> **Problem to solve**
Each record below is to be reproduced without any change.

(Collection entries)
** start **
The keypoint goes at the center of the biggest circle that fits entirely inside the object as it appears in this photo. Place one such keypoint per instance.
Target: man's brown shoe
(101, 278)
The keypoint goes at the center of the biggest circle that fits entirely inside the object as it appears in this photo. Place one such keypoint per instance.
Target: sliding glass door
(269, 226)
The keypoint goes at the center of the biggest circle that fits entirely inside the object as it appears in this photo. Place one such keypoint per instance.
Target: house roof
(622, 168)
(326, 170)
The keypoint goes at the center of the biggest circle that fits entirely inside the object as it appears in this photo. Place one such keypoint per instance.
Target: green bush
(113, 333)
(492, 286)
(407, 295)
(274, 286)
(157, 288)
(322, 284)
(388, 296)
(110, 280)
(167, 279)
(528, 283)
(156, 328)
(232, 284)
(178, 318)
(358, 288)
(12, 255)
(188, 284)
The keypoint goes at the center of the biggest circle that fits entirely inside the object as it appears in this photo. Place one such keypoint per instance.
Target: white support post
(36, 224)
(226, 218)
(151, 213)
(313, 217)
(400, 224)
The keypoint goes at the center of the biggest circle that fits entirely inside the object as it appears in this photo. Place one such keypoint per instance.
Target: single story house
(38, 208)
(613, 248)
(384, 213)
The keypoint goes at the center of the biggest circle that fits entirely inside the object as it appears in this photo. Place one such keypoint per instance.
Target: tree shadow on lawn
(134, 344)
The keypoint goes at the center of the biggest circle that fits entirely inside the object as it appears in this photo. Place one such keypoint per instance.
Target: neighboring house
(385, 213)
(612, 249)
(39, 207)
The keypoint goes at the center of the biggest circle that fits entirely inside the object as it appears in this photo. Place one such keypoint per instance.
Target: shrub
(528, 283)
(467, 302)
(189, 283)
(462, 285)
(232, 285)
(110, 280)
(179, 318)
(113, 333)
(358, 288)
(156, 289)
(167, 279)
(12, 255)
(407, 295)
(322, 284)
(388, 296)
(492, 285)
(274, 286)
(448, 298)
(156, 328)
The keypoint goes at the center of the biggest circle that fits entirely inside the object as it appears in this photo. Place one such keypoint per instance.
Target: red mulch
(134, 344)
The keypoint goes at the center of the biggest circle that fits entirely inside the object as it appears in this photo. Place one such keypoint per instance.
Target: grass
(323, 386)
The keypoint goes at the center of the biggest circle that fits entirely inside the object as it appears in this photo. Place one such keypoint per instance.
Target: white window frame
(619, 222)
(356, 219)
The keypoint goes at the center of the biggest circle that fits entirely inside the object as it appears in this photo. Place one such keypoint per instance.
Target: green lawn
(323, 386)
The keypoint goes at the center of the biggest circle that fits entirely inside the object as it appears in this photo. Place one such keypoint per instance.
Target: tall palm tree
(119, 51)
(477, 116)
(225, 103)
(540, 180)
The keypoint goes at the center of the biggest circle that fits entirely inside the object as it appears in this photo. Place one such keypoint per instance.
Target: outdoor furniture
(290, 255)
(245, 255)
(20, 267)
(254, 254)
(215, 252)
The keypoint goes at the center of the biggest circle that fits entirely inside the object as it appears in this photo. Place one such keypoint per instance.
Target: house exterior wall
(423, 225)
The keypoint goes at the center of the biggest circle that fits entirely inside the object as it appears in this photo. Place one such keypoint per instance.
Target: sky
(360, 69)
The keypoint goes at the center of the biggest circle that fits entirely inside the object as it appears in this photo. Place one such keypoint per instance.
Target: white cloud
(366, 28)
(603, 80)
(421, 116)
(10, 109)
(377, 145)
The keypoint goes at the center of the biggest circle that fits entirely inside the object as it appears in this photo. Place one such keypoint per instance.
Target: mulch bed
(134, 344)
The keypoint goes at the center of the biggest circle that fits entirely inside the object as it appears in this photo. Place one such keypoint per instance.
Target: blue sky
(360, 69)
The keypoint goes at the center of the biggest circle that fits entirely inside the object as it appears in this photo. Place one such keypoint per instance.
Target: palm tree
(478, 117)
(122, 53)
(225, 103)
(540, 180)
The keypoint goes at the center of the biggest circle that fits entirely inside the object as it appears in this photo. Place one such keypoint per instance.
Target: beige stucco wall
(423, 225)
** end **
> **Complete output**
The keypoint goes at the center of the biggest circle that fits entirely inside the object as it appears in this photo. Place one such keypoint per instance.
Target: man's brown shoe
(101, 278)
The keypoint goes at the center of the biggest circle that fits entirely inside the object as it appears in this photo. Place one such keypoint per instance.
Target: sliding glass door
(269, 226)
The keypoint goes at the center of the biggest circle that fits entirely inside the object as it appears in this photo. Place one such keypoint per instance.
Target: house roof
(622, 168)
(326, 170)
The keypoint goes at the center of the biggest circle that fits entirely inside the object as it appears in this photo. Place one such keypoint per instance.
Target: green bush
(113, 333)
(492, 286)
(407, 295)
(274, 286)
(157, 288)
(322, 284)
(388, 296)
(110, 280)
(167, 279)
(528, 283)
(156, 328)
(232, 284)
(178, 318)
(358, 288)
(12, 255)
(188, 284)
The keypoint goes at the center of the biggest circle that fits entirely inside the object as it appears in this photo. Place one such keypoint per instance.
Target: white support post
(36, 224)
(226, 218)
(151, 213)
(313, 217)
(400, 224)
The keypoint goes at the center of the biggest circle that fits entirely inside the object as it appears in this photo. Place one such keypoint per instance.
Target: single story house
(38, 208)
(613, 248)
(384, 213)
The keypoint goes at the center of the biggest circle that fits entirely inside the object as it appears in this photo. Place one such keypoint per instance.
Target: tree shadow on lawn
(134, 344)
The keypoint goes at the center of the biggest circle that fits entirely inside the object as it appears in this photo. Place one such keypoint per instance.
Target: neighboring house
(385, 213)
(612, 249)
(39, 207)
The keypoint goes at the center of the biggest circle that fits entirely inside the object as it appears in this photo. Place one such keypoint per instance.
Target: shrub
(528, 283)
(467, 302)
(189, 283)
(462, 285)
(232, 285)
(110, 280)
(179, 318)
(113, 333)
(358, 288)
(156, 289)
(167, 279)
(12, 255)
(407, 295)
(322, 284)
(388, 296)
(492, 285)
(274, 286)
(448, 298)
(156, 328)
The keypoint goes at the center of the biggest circle that fits entirely inside the object as it appears in this photo. Place one such keypoint per instance.
Target: red mulch
(134, 344)
The keypoint goes at the center of the biggest circle that fits entirely inside the object as it appears in this photo. Place one such keypoint per instance.
Target: grass
(323, 386)
The keypoint goes at the center of the biggest circle that fits entirely inside the object as it appears in this photo. Place one such keypoint per instance.
Target: white window frame
(619, 222)
(356, 219)
The keypoint goes at the center of the biggest circle that fits entirely inside the object as it appears in this photo. Place one such keypoint per instance.
Target: green lawn
(323, 386)
The keypoint goes at the center of the biggest circle that fits entirely inside the object as it appears in this photo. Place one such keypoint per instance.
Target: tall palm tree
(119, 51)
(477, 116)
(225, 103)
(540, 180)
The keypoint goes at the center of the biggest circle that fits entirely inside the object as it appears in this photo. Place one such keypoint per instance.
Target: outdoor furniture
(290, 255)
(245, 255)
(20, 267)
(254, 254)
(215, 252)
The keypoint goes at the center of the biggest circle that fits entirely inside the object as it appears in this photo. Place one such keypoint per instance.
Target: house exterior wall
(423, 225)
The keypoint goes at the center of the biggest circle that fits entirely inside the object as it appears in this photo. Place one such keypoint per instance.
Target: sky
(360, 69)
The keypoint goes at the center of the biggest circle that fits entirely inside the object as it appears in this photo. Place one such keypoint per instance.
Target: white cloud
(366, 28)
(603, 80)
(421, 116)
(10, 109)
(377, 145)
The keypoint goes at the center of the biggest circle that fits entirely inside the object as it appears in this photo. Place one such keypoint per instance.
Target: mulch bed
(134, 344)
The keypoint goes at the center of the biggest circle that fits entirely inside the object as it appears in this photo. Place one such keypoint per instance.
Target: blue sky
(360, 69)
The keypoint goes at the center of the biggest circle that fits entirely inside the object as it appears in this photo. Place one such keypoint per instance.
Target: palm tree
(478, 117)
(122, 53)
(225, 103)
(540, 180)
The keypoint goes at the center of the biggest circle that fits entirely inside the object as it appears in this photo. Place one such keypoint per instance.
Target: beige stucco wall
(423, 225)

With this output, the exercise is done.